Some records
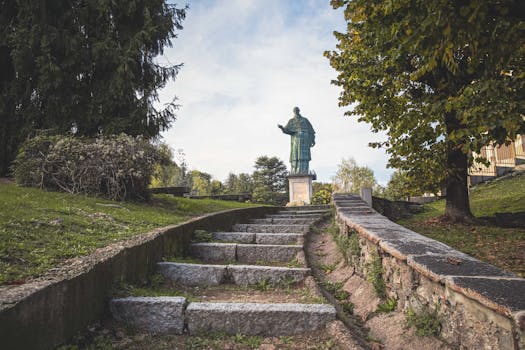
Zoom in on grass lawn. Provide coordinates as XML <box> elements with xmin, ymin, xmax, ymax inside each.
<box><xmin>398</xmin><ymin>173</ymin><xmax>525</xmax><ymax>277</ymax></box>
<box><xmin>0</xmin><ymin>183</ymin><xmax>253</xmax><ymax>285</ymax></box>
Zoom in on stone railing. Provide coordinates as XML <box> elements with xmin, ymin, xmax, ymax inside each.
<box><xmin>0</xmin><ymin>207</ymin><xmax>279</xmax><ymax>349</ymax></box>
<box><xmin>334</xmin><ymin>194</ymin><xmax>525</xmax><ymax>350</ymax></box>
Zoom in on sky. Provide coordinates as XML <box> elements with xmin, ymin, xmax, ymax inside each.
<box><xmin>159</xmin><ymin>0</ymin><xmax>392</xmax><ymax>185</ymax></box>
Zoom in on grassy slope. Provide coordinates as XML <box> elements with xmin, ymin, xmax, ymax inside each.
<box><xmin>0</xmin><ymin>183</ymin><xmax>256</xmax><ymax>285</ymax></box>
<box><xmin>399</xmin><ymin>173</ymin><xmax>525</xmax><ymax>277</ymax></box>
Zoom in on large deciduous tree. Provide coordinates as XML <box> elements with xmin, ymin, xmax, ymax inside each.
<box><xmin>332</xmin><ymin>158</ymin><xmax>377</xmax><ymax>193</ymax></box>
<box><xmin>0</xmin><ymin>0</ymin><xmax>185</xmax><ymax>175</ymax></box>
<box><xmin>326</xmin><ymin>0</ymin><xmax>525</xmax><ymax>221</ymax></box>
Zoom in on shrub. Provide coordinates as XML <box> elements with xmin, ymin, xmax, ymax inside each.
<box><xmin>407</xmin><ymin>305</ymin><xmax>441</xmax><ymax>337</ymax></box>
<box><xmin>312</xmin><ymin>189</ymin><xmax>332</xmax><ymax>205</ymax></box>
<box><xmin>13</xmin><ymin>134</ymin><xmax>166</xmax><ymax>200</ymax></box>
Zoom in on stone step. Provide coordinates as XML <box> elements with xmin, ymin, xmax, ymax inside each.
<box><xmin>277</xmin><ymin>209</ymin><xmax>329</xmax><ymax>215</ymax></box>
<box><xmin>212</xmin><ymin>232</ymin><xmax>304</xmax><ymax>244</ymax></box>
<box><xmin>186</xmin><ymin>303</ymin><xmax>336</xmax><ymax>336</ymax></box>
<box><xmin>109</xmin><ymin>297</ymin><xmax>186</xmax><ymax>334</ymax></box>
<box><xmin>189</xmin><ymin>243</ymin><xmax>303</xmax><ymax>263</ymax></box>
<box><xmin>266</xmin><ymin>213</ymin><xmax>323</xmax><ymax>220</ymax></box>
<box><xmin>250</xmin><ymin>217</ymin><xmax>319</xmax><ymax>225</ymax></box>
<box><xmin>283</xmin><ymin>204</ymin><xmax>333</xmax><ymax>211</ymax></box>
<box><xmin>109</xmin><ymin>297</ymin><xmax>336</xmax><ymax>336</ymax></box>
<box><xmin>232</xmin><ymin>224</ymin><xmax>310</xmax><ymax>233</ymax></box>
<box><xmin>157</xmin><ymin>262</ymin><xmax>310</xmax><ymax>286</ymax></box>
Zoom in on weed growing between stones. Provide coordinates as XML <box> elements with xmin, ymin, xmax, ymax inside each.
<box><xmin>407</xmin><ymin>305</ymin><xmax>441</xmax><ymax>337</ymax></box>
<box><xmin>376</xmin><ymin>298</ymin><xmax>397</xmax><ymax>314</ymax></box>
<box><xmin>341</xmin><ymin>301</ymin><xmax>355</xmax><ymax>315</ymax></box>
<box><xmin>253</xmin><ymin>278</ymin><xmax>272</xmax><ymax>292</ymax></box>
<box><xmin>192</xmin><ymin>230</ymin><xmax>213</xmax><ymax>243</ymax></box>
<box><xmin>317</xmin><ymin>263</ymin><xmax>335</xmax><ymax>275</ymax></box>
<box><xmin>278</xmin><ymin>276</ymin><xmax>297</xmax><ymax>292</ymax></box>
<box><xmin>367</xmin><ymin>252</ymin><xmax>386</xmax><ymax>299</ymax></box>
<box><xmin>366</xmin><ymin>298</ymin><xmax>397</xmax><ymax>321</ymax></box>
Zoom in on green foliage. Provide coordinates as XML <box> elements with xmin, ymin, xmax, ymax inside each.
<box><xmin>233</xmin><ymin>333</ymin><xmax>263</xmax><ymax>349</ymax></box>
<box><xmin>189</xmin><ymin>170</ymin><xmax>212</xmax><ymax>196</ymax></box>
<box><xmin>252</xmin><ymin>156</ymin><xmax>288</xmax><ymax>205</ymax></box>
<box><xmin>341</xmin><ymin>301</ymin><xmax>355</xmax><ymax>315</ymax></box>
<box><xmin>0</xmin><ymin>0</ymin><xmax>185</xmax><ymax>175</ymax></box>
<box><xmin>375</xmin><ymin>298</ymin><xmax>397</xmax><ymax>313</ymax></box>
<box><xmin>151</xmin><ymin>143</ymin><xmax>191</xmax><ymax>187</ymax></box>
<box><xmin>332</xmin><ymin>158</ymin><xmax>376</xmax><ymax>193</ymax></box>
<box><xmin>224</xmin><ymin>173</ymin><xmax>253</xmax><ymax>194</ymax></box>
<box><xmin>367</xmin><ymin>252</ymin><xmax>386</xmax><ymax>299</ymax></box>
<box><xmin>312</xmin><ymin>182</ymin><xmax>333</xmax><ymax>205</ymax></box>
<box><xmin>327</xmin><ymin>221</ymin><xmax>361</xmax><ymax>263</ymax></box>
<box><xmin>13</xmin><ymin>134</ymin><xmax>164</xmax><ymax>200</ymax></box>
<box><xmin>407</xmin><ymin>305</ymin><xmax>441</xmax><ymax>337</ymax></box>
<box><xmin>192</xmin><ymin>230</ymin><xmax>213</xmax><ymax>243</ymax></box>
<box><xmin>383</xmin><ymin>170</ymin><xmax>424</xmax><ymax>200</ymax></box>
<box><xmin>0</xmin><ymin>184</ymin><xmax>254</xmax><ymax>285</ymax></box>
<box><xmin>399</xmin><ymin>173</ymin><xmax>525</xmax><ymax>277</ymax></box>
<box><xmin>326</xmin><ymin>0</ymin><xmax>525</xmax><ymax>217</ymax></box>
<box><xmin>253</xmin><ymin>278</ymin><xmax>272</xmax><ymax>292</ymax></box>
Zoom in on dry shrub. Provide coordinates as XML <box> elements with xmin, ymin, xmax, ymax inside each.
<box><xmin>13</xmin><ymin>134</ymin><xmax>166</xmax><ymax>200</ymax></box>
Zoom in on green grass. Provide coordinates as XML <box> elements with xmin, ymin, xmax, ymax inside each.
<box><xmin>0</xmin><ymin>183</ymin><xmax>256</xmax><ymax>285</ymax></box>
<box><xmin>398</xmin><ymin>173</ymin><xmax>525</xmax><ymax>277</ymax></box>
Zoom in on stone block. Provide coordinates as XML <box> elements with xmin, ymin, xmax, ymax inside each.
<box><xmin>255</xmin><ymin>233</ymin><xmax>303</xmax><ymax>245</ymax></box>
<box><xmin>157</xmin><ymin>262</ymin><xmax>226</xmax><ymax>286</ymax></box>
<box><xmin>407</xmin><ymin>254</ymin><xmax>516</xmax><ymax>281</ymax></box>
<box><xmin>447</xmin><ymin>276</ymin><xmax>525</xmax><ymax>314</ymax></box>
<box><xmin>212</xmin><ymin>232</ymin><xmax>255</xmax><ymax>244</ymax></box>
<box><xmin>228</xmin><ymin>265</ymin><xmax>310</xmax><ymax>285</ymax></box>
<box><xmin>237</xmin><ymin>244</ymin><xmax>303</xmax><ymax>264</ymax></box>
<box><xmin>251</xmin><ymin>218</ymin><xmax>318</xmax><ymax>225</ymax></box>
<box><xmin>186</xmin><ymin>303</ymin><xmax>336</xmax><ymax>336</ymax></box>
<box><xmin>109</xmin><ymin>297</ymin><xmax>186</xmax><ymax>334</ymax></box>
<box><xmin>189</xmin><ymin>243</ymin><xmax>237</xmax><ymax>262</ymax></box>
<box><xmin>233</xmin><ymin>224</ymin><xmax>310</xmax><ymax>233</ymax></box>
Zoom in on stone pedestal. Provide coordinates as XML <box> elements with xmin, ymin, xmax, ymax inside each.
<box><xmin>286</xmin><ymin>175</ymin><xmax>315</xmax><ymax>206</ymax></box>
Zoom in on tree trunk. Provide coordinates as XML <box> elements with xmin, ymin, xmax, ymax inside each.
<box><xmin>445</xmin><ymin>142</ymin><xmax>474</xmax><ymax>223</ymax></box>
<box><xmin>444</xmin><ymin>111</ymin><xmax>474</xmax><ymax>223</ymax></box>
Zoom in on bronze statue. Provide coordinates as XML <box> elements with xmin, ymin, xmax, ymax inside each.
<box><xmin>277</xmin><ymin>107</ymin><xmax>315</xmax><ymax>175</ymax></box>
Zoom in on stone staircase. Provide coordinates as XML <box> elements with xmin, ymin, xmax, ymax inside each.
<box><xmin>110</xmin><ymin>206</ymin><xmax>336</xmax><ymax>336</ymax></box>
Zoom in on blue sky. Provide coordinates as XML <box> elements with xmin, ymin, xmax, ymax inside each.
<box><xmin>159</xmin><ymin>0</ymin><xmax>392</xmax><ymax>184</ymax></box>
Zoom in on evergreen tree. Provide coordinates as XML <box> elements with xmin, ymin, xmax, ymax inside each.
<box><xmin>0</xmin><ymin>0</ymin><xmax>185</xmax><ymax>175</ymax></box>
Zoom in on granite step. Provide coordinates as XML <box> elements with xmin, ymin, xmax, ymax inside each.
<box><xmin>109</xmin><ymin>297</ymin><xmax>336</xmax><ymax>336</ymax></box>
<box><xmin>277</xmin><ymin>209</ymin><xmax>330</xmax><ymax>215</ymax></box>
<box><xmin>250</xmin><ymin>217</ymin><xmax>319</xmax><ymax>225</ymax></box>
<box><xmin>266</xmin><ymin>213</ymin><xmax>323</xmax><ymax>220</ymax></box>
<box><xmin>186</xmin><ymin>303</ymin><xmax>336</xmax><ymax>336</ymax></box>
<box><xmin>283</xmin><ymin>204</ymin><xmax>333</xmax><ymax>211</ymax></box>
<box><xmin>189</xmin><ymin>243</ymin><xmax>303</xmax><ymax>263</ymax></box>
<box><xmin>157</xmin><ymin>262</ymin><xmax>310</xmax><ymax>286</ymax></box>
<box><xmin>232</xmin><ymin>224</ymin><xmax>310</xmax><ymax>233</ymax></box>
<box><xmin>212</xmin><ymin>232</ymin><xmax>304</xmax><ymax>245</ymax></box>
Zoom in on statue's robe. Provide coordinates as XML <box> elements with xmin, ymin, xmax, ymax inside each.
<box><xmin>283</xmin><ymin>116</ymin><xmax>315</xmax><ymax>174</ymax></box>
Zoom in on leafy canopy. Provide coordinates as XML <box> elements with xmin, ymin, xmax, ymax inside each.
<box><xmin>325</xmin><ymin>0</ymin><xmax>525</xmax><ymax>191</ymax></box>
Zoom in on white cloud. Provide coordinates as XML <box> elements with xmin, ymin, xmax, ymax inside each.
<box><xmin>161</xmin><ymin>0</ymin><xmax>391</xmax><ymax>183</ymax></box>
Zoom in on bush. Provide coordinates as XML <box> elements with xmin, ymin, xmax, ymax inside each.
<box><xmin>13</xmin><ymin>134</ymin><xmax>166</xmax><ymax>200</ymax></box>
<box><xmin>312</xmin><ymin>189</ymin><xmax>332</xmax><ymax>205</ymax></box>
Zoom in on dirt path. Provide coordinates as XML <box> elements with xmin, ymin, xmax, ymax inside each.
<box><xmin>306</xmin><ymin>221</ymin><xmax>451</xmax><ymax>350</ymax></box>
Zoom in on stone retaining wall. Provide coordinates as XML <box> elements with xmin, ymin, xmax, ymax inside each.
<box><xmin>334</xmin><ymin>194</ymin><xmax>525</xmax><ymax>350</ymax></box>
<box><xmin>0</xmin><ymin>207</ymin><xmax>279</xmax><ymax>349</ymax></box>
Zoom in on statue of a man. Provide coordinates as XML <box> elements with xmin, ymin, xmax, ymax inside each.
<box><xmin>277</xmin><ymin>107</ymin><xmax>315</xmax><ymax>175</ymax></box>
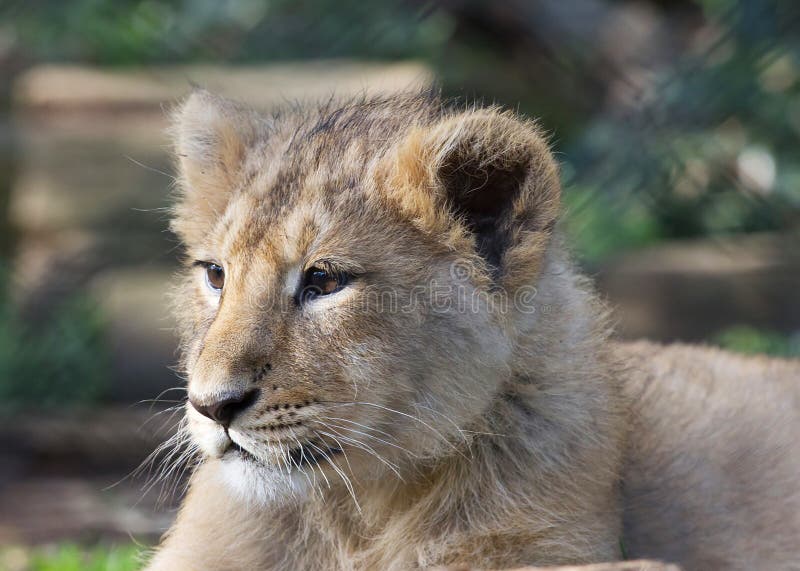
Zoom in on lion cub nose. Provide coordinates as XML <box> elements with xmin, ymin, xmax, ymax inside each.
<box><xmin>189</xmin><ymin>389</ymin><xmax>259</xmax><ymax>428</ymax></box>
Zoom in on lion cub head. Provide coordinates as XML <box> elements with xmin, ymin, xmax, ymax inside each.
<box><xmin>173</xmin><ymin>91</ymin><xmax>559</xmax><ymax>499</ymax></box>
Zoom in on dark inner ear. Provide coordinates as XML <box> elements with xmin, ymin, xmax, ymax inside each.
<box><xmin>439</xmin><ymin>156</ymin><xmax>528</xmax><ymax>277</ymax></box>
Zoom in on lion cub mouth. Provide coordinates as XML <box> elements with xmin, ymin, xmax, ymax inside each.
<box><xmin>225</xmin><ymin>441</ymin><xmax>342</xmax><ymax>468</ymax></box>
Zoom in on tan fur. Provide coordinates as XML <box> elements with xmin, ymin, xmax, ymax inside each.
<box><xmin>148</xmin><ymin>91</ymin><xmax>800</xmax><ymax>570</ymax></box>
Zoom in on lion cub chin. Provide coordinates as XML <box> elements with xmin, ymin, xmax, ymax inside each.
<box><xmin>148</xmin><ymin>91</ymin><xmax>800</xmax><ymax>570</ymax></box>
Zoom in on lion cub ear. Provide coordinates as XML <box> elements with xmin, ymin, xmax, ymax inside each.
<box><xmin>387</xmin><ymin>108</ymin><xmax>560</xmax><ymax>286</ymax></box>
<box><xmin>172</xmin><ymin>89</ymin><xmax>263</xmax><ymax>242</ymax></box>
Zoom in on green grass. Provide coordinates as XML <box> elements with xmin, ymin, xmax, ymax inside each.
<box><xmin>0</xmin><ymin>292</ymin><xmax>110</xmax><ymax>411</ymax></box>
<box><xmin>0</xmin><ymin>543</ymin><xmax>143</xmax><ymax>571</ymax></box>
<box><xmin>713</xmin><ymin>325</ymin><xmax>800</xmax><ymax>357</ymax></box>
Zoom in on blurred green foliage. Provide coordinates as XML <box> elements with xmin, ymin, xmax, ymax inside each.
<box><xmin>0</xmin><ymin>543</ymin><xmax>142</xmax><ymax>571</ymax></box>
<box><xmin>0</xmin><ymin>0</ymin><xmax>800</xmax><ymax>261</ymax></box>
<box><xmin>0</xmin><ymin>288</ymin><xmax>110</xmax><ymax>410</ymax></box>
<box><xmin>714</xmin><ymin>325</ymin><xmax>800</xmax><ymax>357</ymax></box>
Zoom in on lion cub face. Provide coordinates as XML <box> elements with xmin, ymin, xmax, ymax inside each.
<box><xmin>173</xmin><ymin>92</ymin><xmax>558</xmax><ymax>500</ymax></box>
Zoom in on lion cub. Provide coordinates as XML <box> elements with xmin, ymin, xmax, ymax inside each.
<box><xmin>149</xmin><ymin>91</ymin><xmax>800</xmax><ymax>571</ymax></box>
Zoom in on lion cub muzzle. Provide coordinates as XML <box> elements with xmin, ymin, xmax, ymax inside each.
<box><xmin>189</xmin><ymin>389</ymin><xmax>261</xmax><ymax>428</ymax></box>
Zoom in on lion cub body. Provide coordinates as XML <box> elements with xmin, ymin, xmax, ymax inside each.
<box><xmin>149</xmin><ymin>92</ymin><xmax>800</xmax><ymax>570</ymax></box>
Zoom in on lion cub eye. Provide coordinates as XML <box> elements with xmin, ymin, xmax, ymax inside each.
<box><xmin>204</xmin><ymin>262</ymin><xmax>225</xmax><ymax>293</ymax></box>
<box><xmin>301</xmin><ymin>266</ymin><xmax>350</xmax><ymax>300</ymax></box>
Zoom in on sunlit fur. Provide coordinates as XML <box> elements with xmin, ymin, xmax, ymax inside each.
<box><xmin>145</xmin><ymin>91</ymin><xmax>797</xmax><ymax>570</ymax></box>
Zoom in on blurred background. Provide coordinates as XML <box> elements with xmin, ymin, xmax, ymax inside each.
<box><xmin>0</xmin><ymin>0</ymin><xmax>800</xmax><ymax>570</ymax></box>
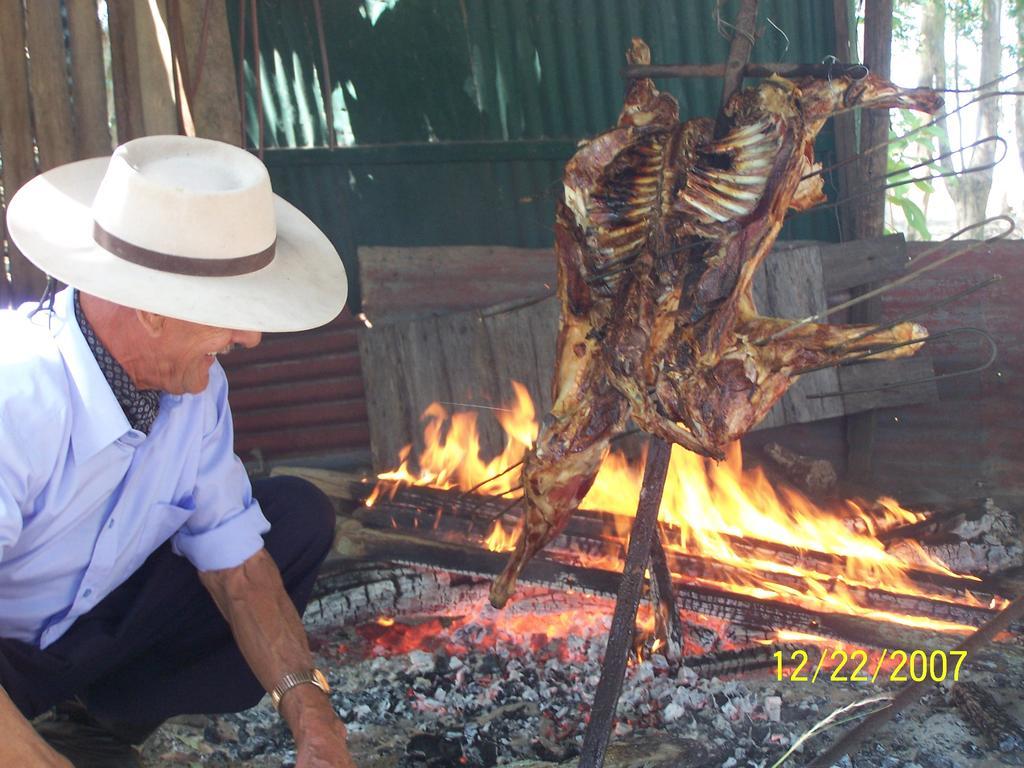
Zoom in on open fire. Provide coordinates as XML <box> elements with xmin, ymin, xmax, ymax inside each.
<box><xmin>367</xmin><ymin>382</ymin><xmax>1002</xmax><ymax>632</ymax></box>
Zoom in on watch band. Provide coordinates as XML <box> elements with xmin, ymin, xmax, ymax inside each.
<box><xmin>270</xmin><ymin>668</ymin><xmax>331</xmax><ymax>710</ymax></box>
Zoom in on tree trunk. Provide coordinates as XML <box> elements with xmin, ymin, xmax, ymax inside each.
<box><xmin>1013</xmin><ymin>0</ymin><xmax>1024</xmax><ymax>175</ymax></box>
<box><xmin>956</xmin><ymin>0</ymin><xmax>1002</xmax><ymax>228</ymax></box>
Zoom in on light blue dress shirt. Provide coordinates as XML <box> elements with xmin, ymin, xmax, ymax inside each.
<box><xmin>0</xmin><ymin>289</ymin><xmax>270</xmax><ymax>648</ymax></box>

## What the task requires:
Exactly the lines from the one with "Zoom in on lion cub body." through the end of the records should be written out, and only those. Pictures do not belong in the copy.

## Written answer:
Zoom in on lion cub body. Provide coordinates as XML <box> elements with xmin, ymin, xmax, ymax inside each.
<box><xmin>149</xmin><ymin>92</ymin><xmax>800</xmax><ymax>570</ymax></box>
Zoom in on lion cub eye. Provide coordinates as XML <box> elements with xmin, ymin, xmax, ymax inside each.
<box><xmin>204</xmin><ymin>262</ymin><xmax>225</xmax><ymax>293</ymax></box>
<box><xmin>301</xmin><ymin>266</ymin><xmax>350</xmax><ymax>300</ymax></box>
Zoom in on sunlit fur. Provide coordinates as XML <box> elements with xmin, ymin, xmax, ymax inside each.
<box><xmin>145</xmin><ymin>91</ymin><xmax>797</xmax><ymax>570</ymax></box>
Zoom in on blurred background. Provide coordinates as XML <box> elements with xmin, ymin, xmax, ymax inside each.
<box><xmin>0</xmin><ymin>0</ymin><xmax>800</xmax><ymax>570</ymax></box>
Zoom in on open fire. Provide coordinates as XML <box> elements with xmin, ymin, xmax, ymax inside each.
<box><xmin>367</xmin><ymin>382</ymin><xmax>1002</xmax><ymax>632</ymax></box>
Zoom in on watch band. Provide coordinates as XML <box> elements with xmin, ymin, xmax, ymax inside each.
<box><xmin>270</xmin><ymin>668</ymin><xmax>331</xmax><ymax>710</ymax></box>
Zoom in on tree trunk. Provide coordinates as XML <box> elements with xmin, ymin, xmax, ymax inside each.
<box><xmin>1013</xmin><ymin>0</ymin><xmax>1024</xmax><ymax>175</ymax></box>
<box><xmin>956</xmin><ymin>0</ymin><xmax>1002</xmax><ymax>228</ymax></box>
Zoom in on light blue dress shirt. Provide coordinates as XML <box> elements with xmin, ymin, xmax, ymax inside each.
<box><xmin>0</xmin><ymin>289</ymin><xmax>270</xmax><ymax>648</ymax></box>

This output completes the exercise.